But manufacturers surveyed by the government said they expected orders to decline in the third quarter, reinforcing the recession outlook and a belief that Japan's interest rates will be kept at their current low levels for a while.
"The latest reading is not so bad given deteriorating external conditions," said Hiroshi Shiraishi, an economist at Lehman Brothers Japan.
"As companies, mainly large corporations, have solid balance sheets, a deterioration in external conditions does not lead straight to a fall in capital spending."
Core orders, a highly volatile series regarded as an indicator of capital spending in the coming six to nine months, fell 2.6 percent in June, only around a quarter of the 9.6 percent drop expected by economists.
The core orders were supported by sectors such as shipbuilding, transport and communications, while the steel, electric machinery and financial sectors dragged them down.
For the April-June quarter, orders were up 0.6 percent, marking the fourth straight quarter of growth -- easing some of the concerns about second-quarter GDP figures due next week that economists expect to show the economy is contracting.

Entries supplied:
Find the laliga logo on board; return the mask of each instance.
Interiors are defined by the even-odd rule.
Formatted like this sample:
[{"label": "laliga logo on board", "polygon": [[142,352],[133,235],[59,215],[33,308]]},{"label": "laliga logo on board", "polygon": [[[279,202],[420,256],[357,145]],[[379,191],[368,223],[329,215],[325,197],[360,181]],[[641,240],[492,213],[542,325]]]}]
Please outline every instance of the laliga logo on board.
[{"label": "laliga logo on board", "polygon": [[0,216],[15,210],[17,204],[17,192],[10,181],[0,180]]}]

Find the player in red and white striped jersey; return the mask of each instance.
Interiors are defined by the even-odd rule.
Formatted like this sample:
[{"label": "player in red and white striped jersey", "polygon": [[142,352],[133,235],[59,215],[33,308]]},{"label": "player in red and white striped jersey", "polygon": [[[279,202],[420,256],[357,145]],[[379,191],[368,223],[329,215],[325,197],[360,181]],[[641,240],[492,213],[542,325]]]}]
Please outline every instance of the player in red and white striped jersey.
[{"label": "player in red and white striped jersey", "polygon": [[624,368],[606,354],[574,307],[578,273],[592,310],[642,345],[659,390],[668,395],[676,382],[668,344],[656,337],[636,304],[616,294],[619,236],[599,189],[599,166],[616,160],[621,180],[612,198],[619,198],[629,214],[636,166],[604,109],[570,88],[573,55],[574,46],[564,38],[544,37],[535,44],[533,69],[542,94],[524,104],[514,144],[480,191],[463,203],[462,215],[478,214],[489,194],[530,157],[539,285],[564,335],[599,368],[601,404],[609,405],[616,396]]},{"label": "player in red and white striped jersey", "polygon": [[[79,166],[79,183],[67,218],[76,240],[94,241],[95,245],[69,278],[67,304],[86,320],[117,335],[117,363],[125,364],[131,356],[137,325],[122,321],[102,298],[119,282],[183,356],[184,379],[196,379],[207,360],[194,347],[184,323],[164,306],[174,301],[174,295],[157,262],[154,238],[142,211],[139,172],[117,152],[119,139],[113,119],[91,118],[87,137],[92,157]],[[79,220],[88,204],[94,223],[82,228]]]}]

...

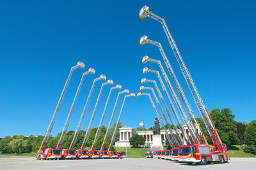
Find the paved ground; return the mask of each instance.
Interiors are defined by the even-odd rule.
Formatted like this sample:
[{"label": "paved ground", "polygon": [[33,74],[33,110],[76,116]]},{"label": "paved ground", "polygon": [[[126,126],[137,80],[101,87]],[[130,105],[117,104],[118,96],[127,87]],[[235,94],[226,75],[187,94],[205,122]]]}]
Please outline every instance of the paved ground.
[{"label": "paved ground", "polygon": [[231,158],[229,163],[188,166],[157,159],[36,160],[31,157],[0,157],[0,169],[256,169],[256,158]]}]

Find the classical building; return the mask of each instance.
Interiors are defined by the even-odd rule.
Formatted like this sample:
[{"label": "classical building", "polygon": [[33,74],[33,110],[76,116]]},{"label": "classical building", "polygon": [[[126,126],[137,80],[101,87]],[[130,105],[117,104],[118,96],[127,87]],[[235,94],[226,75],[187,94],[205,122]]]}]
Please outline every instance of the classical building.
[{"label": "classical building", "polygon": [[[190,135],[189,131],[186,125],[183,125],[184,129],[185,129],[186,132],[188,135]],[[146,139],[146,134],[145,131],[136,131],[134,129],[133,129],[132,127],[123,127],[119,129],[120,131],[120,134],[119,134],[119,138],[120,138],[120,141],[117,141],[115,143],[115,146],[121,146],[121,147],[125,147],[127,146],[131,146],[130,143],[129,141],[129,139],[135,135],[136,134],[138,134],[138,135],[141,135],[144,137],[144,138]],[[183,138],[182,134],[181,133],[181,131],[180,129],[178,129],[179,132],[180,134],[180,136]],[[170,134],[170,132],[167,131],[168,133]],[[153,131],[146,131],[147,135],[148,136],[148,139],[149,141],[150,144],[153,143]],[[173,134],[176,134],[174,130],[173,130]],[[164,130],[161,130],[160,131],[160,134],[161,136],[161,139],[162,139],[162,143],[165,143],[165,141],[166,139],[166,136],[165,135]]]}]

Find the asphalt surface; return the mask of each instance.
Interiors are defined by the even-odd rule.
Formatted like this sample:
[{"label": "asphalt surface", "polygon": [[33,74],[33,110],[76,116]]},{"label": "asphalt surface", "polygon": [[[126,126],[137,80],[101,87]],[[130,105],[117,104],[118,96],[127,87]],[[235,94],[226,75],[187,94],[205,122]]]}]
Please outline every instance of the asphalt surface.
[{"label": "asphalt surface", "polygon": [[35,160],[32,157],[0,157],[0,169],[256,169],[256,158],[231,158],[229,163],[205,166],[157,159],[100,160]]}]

What to do:
Answer these questions using the article on Japanese orders.
(a) By what percentage did core orders fall in June?
(b) Which sectors dragged core orders down?
(c) The April-June rise in orders marked which consecutive quarter of growth?

Response below:
(a) 2.6 percent
(b) Steel, electric machinery and financial
(c) The fourth